- [What you are asked to do]: Copy every record below exactly as it stands.

- [Record excerpts]:
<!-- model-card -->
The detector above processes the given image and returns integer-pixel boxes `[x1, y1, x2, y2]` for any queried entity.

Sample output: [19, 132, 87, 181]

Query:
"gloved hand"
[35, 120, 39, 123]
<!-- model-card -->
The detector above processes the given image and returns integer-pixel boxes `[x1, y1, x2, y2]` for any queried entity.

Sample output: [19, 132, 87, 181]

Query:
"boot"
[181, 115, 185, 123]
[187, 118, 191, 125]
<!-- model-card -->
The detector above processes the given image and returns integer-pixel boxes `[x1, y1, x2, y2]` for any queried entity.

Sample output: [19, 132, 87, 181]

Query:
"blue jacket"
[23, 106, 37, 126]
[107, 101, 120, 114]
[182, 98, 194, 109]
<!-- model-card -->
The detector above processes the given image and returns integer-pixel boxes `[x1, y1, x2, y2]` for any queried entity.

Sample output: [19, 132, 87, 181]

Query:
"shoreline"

- [Response to this exercise]:
<!-- model-card -->
The detector above processes the given image and returns integer-pixel boxes `[x1, y1, x2, y2]` for any queried entity.

Sample output: [19, 132, 87, 181]

Query:
"gloved hand"
[35, 120, 39, 123]
<!-- model-card -->
The detector above processes the given image and returns integer-pixel boxes `[x1, y1, x2, y2]` for any queried entity.

Sample output: [19, 132, 87, 181]

Query:
"boot"
[181, 115, 185, 123]
[187, 118, 191, 125]
<!-- model-card -->
The detector above processes the given image and returns integer-pixel boxes `[x1, y1, x2, y2]` for any queried entity.

Sample output: [19, 132, 87, 181]

Query:
"blue jacket"
[23, 106, 37, 126]
[107, 101, 120, 114]
[182, 98, 194, 109]
<!-- model-card -->
The detector above processes the given image and returns integer-pixel boxes `[x1, y1, x2, y2]` for any queried entity.

Sample output: [19, 132, 87, 181]

Query:
"shoreline"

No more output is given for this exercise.